Task goal:
Count the lines in the entries below that contain the string "hair", treating uppercase and lowercase as different, and give only the number.

Task data:
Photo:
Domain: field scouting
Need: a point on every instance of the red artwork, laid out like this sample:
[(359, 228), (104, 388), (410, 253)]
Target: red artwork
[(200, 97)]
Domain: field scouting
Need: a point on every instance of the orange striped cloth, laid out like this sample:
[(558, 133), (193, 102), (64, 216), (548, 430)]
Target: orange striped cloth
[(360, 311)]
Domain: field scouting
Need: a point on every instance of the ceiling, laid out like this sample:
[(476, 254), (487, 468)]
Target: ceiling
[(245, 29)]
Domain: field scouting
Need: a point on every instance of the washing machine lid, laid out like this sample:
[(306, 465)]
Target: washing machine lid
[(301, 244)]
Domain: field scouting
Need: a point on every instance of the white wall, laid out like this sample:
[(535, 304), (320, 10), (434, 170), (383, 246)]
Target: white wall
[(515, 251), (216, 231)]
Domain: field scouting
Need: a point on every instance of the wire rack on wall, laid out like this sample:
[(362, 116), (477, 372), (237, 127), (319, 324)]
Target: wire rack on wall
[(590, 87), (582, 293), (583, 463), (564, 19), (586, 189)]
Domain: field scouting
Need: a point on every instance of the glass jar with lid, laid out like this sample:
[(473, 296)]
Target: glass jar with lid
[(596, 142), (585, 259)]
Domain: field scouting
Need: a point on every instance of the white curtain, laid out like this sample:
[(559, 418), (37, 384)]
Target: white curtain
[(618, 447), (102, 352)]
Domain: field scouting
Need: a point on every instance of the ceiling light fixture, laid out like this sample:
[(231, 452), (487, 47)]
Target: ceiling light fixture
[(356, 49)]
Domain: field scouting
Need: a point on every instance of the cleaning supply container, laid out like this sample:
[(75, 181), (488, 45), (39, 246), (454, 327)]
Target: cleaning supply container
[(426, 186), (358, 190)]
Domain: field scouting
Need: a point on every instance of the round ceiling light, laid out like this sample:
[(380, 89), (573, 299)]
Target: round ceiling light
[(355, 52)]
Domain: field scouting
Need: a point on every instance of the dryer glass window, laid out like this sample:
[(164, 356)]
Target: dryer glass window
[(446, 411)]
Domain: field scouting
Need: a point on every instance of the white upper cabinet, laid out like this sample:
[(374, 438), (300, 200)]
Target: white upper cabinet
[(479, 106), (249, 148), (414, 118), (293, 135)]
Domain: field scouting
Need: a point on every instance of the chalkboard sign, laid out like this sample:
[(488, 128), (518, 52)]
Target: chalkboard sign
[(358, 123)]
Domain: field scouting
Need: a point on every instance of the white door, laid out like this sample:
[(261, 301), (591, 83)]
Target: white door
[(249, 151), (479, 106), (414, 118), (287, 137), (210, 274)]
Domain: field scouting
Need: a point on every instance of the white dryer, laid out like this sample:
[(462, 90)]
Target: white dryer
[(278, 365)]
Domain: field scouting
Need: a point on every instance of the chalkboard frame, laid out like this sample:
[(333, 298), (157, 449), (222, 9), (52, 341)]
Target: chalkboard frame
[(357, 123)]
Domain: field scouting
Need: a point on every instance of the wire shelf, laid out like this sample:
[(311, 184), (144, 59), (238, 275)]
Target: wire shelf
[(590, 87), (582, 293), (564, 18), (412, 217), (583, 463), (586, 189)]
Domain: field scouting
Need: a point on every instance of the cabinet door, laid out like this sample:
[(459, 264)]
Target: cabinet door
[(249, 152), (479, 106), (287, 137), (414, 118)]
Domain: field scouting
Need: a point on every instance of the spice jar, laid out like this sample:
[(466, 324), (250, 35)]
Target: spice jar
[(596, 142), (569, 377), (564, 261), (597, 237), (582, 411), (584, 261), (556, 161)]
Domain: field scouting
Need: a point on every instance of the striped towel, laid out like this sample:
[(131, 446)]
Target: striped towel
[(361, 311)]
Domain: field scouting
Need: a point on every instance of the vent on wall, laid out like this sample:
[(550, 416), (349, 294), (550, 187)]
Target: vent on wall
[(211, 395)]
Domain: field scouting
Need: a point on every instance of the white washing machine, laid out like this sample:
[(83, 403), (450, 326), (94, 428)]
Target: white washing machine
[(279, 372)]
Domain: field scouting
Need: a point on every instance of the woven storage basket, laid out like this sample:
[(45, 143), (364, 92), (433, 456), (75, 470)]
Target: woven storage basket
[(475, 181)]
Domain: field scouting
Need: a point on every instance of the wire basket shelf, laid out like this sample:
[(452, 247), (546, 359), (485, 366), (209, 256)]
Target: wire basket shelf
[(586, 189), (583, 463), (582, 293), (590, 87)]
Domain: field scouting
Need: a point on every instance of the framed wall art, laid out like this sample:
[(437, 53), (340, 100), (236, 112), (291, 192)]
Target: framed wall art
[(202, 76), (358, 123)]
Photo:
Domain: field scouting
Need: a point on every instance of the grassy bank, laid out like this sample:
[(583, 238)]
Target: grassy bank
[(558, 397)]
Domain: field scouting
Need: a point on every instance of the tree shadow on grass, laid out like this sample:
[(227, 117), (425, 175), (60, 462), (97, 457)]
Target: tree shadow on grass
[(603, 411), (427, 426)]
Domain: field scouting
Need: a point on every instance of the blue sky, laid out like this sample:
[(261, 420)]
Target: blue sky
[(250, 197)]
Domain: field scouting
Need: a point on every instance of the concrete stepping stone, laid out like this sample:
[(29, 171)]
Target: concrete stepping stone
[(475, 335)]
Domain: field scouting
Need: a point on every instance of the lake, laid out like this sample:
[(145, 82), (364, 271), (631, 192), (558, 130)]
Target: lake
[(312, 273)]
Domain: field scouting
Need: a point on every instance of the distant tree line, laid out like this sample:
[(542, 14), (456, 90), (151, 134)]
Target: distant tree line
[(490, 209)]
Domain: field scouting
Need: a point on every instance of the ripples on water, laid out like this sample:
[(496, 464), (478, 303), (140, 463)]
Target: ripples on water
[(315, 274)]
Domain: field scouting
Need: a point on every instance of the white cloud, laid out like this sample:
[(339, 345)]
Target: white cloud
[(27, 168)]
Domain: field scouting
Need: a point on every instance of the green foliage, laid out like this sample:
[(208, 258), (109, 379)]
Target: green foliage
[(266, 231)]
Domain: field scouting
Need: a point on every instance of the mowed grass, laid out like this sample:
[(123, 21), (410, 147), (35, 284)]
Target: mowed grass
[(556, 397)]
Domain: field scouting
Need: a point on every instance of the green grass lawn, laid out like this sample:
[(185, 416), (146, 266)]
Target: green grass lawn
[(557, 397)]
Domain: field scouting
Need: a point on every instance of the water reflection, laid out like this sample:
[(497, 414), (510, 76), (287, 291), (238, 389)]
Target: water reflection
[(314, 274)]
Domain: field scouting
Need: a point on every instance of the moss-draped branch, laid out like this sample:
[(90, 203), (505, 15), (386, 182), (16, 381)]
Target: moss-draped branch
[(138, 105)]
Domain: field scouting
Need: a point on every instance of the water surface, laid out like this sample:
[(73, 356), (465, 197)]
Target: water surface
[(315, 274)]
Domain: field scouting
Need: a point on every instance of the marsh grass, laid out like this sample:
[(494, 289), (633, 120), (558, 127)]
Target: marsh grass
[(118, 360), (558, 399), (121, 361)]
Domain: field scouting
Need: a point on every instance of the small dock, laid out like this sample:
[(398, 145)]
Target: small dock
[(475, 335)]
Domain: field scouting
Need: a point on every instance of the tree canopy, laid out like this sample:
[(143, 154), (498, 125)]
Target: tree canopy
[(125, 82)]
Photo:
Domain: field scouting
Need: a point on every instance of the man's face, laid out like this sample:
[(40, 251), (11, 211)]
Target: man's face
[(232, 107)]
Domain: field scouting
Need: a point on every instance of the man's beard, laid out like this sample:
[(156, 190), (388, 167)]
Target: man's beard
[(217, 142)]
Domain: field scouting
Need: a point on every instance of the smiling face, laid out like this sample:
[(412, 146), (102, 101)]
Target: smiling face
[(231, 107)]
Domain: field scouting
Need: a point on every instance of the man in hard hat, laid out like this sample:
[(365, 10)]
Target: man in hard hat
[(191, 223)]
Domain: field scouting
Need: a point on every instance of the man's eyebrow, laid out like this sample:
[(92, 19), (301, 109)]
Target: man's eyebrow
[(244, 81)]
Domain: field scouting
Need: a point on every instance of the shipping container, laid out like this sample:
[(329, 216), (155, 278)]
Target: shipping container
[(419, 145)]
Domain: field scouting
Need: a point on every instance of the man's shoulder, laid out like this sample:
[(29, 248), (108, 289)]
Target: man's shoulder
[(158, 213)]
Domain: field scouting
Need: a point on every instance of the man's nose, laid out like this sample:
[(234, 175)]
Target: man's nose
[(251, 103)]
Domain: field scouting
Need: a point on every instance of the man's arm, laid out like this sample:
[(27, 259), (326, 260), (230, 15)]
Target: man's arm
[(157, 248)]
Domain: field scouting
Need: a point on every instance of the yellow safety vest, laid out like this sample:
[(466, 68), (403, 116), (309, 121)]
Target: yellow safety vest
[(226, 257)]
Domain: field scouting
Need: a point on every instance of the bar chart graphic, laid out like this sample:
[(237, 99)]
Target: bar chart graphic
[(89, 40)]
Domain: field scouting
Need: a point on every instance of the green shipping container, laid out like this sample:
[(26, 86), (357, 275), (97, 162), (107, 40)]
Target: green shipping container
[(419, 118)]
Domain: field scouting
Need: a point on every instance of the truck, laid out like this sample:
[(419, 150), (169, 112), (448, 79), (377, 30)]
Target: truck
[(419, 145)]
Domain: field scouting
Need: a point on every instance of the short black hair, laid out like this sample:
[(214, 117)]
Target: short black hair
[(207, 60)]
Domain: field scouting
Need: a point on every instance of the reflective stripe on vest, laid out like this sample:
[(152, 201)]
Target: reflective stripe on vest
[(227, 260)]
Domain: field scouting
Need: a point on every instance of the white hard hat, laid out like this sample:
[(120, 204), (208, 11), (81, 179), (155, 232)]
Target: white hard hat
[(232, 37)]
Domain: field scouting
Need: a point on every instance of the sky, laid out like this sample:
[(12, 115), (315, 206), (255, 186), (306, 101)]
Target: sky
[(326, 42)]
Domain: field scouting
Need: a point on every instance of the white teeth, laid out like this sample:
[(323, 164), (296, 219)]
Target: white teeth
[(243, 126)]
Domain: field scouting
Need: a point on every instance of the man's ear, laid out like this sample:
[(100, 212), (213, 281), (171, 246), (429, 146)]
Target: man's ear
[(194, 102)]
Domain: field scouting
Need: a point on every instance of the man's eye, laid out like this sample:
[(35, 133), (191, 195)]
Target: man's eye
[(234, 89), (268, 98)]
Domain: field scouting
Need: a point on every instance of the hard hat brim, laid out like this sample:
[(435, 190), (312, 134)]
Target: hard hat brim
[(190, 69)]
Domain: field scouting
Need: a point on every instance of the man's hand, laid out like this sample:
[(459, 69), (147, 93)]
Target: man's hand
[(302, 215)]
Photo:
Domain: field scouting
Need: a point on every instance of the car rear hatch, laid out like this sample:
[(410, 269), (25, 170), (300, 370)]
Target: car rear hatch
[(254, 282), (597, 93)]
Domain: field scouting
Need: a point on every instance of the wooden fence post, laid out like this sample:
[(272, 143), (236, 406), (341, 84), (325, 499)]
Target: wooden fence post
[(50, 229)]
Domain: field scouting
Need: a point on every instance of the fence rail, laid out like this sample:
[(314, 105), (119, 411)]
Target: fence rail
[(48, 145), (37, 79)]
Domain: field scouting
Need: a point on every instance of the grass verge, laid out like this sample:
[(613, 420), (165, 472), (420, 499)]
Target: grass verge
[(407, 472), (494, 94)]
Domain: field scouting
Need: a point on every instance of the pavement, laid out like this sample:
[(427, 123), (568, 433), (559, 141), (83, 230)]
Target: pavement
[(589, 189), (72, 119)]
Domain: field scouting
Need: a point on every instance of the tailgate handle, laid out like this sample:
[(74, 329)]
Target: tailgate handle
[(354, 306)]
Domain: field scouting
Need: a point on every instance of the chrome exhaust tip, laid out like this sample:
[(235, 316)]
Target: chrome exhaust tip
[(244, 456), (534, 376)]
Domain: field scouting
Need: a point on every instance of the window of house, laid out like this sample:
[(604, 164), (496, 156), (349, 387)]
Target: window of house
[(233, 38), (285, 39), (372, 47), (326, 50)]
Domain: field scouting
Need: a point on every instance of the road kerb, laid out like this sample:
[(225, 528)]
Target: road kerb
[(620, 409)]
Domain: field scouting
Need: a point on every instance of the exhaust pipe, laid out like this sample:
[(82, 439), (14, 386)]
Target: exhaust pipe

Expected answer:
2